__Directive__.
Retype word for word the entries below from the line with "of the belt." to the line with "pixel 91 154", including both of those lines.

---*---

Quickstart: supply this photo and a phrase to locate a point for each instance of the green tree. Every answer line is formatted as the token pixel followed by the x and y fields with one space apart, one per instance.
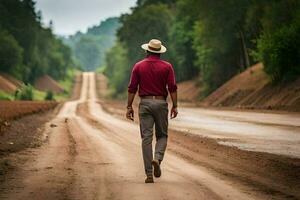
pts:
pixel 10 54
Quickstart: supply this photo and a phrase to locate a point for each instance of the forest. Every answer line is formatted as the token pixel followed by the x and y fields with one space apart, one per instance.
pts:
pixel 210 41
pixel 89 48
pixel 28 48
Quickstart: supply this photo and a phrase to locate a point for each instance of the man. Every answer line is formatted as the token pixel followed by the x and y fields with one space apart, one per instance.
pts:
pixel 153 78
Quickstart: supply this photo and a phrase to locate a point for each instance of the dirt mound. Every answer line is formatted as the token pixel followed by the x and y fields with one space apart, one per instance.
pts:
pixel 46 83
pixel 6 85
pixel 188 91
pixel 253 89
pixel 13 80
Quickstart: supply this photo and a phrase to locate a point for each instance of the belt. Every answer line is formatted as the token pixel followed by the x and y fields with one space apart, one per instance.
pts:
pixel 153 97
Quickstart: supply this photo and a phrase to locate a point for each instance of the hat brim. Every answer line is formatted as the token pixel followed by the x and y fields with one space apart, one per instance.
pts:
pixel 163 49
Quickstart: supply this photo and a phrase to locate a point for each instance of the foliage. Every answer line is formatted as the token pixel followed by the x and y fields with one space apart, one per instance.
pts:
pixel 278 46
pixel 117 69
pixel 89 48
pixel 29 49
pixel 151 21
pixel 10 48
pixel 49 96
pixel 5 96
pixel 211 39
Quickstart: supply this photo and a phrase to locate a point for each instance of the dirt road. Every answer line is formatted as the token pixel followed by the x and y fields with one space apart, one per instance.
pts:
pixel 262 132
pixel 91 154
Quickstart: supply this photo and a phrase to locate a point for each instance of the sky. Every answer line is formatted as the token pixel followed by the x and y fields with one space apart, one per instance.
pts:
pixel 70 16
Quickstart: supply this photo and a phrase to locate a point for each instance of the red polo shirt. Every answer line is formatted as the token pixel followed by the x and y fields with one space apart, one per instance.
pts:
pixel 153 77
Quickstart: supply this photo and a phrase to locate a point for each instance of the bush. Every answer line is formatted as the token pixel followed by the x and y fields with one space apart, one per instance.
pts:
pixel 24 93
pixel 280 53
pixel 49 96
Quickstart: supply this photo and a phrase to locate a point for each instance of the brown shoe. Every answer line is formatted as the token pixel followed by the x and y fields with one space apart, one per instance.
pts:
pixel 157 170
pixel 149 179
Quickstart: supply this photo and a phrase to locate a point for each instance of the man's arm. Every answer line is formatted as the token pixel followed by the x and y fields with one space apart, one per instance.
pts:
pixel 132 89
pixel 130 112
pixel 172 87
pixel 174 111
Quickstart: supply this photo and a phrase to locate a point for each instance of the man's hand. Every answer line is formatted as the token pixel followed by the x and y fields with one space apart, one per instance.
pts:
pixel 130 113
pixel 174 112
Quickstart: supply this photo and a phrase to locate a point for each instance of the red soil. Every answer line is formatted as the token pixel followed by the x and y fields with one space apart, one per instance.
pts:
pixel 15 109
pixel 46 83
pixel 253 89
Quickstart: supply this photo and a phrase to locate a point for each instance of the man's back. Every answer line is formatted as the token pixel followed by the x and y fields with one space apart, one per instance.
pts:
pixel 152 75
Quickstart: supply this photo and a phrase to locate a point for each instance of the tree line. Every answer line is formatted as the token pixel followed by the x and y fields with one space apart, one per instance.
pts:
pixel 210 40
pixel 89 48
pixel 28 48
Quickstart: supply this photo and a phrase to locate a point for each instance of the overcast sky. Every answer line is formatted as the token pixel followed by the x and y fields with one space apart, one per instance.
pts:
pixel 70 16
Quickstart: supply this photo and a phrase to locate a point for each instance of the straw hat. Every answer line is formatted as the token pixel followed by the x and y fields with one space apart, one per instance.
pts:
pixel 154 46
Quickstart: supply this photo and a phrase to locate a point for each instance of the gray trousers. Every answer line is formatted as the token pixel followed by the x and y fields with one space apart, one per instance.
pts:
pixel 153 112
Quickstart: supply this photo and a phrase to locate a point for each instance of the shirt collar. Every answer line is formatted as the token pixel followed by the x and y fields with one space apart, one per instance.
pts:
pixel 153 57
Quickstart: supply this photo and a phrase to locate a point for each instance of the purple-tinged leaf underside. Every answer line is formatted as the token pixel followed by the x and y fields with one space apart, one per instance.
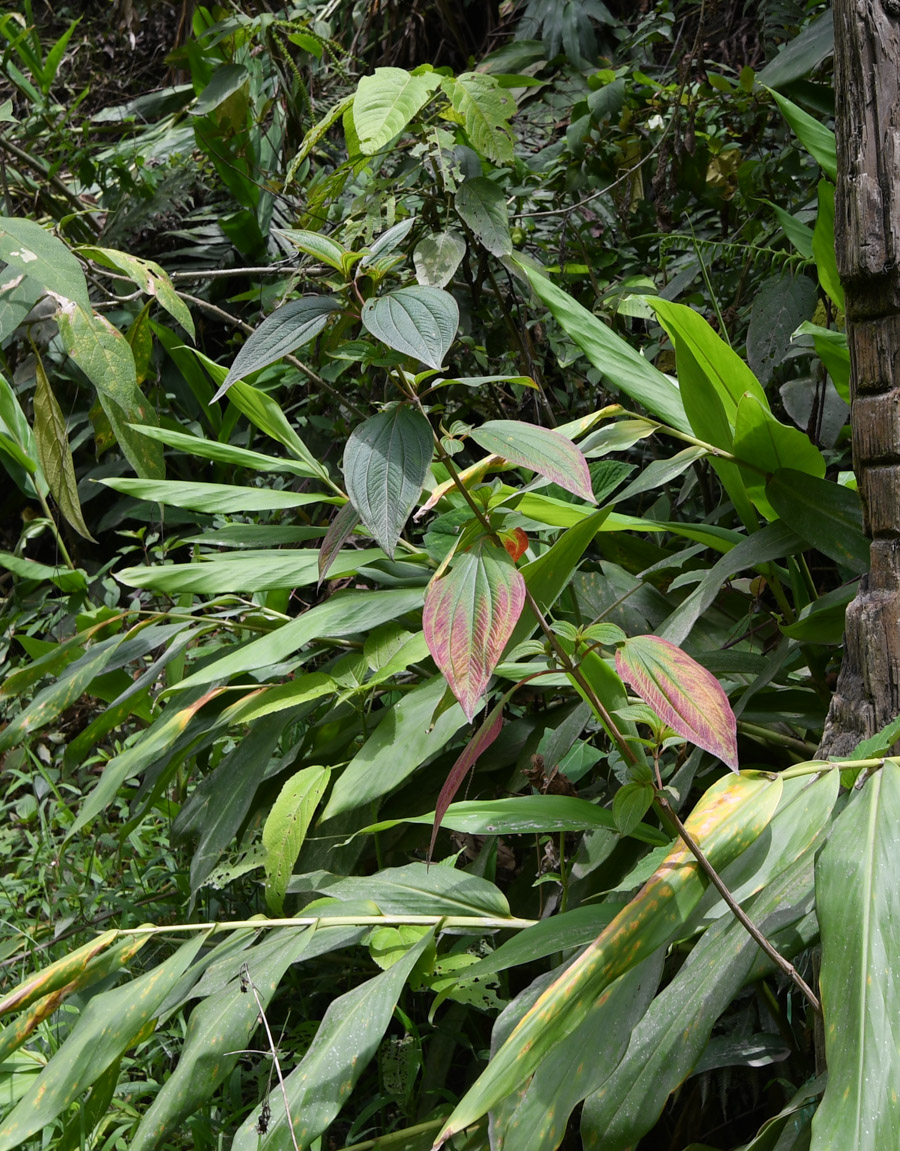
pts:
pixel 541 449
pixel 468 617
pixel 686 696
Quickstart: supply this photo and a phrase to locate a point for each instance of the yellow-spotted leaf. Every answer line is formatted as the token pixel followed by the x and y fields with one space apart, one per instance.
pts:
pixel 685 695
pixel 470 615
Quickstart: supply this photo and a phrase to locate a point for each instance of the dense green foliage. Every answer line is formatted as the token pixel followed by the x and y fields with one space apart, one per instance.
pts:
pixel 427 441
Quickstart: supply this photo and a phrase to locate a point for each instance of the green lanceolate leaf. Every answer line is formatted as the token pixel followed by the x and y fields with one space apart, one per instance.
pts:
pixel 346 1039
pixel 542 450
pixel 386 462
pixel 108 1026
pixel 686 696
pixel 726 821
pixel 482 206
pixel 52 444
pixel 470 614
pixel 417 321
pixel 38 253
pixel 857 900
pixel 825 515
pixel 386 103
pixel 288 328
pixel 285 830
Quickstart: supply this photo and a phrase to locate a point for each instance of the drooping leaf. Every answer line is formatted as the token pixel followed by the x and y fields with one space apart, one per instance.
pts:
pixel 418 321
pixel 541 449
pixel 437 257
pixel 727 820
pixel 108 1026
pixel 284 330
pixel 285 830
pixel 482 206
pixel 38 253
pixel 386 101
pixel 386 462
pixel 485 109
pixel 685 695
pixel 52 444
pixel 857 901
pixel 346 1039
pixel 470 614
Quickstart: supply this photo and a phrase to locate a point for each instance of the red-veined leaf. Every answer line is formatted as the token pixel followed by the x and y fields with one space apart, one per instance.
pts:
pixel 468 617
pixel 685 695
pixel 480 742
pixel 540 449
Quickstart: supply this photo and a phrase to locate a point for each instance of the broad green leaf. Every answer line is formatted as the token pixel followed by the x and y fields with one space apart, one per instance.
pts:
pixel 625 368
pixel 470 615
pixel 52 446
pixel 857 901
pixel 485 111
pixel 214 497
pixel 106 358
pixel 107 1027
pixel 284 830
pixel 417 321
pixel 386 462
pixel 770 444
pixel 823 244
pixel 403 740
pixel 265 571
pixel 150 277
pixel 542 450
pixel 482 206
pixel 38 253
pixel 344 614
pixel 386 101
pixel 222 452
pixel 824 513
pixel 437 257
pixel 285 329
pixel 686 696
pixel 817 139
pixel 414 890
pixel 346 1039
pixel 726 821
pixel 219 1031
pixel 523 815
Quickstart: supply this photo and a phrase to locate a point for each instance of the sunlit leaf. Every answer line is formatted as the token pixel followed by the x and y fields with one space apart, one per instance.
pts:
pixel 685 695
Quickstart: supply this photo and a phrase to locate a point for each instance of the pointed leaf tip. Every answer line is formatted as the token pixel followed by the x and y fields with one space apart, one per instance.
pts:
pixel 685 695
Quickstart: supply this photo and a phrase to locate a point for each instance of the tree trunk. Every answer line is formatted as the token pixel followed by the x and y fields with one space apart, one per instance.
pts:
pixel 867 233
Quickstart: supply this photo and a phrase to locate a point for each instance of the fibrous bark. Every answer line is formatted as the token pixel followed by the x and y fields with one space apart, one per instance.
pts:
pixel 867 233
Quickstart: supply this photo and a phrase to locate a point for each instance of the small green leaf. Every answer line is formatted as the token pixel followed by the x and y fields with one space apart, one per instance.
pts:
pixel 541 449
pixel 470 615
pixel 482 206
pixel 417 321
pixel 386 462
pixel 52 443
pixel 686 696
pixel 288 328
pixel 285 830
pixel 386 101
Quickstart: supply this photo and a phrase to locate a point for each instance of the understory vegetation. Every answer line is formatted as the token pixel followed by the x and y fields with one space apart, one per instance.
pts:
pixel 428 527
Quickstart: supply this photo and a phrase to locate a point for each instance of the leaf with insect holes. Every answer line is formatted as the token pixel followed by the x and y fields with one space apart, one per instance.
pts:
pixel 386 462
pixel 542 450
pixel 685 695
pixel 418 321
pixel 468 617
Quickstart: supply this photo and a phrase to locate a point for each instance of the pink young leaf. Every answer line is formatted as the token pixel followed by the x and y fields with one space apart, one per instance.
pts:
pixel 480 742
pixel 686 696
pixel 468 617
pixel 542 450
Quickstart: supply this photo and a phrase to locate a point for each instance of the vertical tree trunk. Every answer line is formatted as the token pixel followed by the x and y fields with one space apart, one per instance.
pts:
pixel 867 231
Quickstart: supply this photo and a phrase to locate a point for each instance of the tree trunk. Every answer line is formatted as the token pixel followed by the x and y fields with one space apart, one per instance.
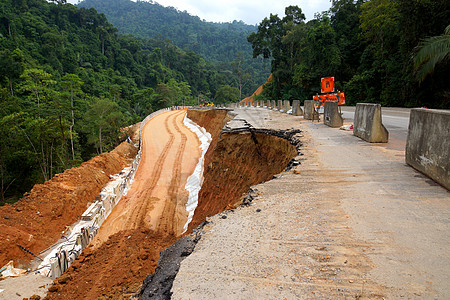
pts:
pixel 2 191
pixel 100 139
pixel 10 85
pixel 64 142
pixel 72 125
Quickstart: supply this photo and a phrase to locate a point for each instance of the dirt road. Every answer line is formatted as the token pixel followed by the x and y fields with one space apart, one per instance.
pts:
pixel 145 222
pixel 170 153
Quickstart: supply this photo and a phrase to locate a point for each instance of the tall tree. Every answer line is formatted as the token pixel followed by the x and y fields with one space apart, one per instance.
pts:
pixel 71 84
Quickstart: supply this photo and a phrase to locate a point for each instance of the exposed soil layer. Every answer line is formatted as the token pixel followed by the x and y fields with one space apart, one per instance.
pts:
pixel 38 220
pixel 240 160
pixel 102 274
pixel 146 221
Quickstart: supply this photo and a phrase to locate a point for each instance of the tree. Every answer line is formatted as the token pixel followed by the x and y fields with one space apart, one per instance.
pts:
pixel 227 94
pixel 37 82
pixel 243 77
pixel 71 83
pixel 103 121
pixel 430 52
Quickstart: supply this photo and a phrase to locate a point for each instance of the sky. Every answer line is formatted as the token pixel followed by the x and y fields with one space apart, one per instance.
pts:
pixel 250 11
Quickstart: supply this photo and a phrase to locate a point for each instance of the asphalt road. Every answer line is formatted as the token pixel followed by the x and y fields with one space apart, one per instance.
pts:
pixel 351 221
pixel 396 120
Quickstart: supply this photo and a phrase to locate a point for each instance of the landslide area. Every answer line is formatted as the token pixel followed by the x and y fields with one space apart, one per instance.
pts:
pixel 38 220
pixel 234 162
pixel 239 161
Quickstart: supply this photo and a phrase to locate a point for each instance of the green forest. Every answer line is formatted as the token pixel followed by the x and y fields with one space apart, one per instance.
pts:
pixel 219 43
pixel 392 52
pixel 69 79
pixel 69 82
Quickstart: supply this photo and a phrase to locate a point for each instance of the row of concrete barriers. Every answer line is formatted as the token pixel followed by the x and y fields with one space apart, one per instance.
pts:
pixel 428 141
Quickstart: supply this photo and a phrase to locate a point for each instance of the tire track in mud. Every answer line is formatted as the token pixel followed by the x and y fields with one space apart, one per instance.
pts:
pixel 171 225
pixel 137 217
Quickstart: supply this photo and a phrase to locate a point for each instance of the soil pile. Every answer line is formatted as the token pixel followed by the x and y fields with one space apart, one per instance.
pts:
pixel 239 161
pixel 258 91
pixel 144 223
pixel 102 274
pixel 39 219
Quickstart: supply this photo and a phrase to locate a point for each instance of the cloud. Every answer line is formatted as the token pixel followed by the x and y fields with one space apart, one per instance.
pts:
pixel 250 11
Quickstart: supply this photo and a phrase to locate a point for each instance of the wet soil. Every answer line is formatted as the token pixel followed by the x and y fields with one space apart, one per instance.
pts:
pixel 39 219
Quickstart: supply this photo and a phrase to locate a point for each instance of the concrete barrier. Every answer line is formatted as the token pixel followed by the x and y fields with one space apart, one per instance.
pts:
pixel 296 108
pixel 331 115
pixel 286 106
pixel 280 105
pixel 428 144
pixel 368 125
pixel 310 110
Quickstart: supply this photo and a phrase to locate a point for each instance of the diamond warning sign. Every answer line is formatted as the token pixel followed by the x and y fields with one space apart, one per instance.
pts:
pixel 327 85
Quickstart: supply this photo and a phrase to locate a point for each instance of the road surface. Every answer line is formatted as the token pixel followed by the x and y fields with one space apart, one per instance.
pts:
pixel 352 222
pixel 396 121
pixel 157 196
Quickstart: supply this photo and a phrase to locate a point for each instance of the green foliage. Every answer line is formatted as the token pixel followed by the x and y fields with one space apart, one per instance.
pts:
pixel 367 46
pixel 226 94
pixel 218 43
pixel 69 81
pixel 432 51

---*---

__Answer to this task__.
Quickstart: supply this photo and a phrase to locate a point for each instance of the belt. Every answer line is formatted as the token pixel followed by the x and y fields with one space apart, one per instance.
pts:
pixel 153 97
Quickstart: supply this photo and a phrase to locate a point for each instance of the hat brim. Every answer line is formatted as the token pixel followed by the x and y fields with one space apart, one per instance.
pts:
pixel 163 49
Quickstart: supply this photo and a phrase to locate a point for each instance of the foliage. Every answer line is formatted as the token pixel followed by the x and y fields with one space apart, one per instance.
pts:
pixel 278 46
pixel 117 69
pixel 89 48
pixel 29 49
pixel 151 21
pixel 10 48
pixel 49 96
pixel 5 96
pixel 211 39
Quickstart: supply this photo and a phrase to locate a point for each instance of the dirt road. Every answer line is formatted as the token pixel followed by the x and y fields with one space apart, one per instance.
pts:
pixel 262 132
pixel 91 154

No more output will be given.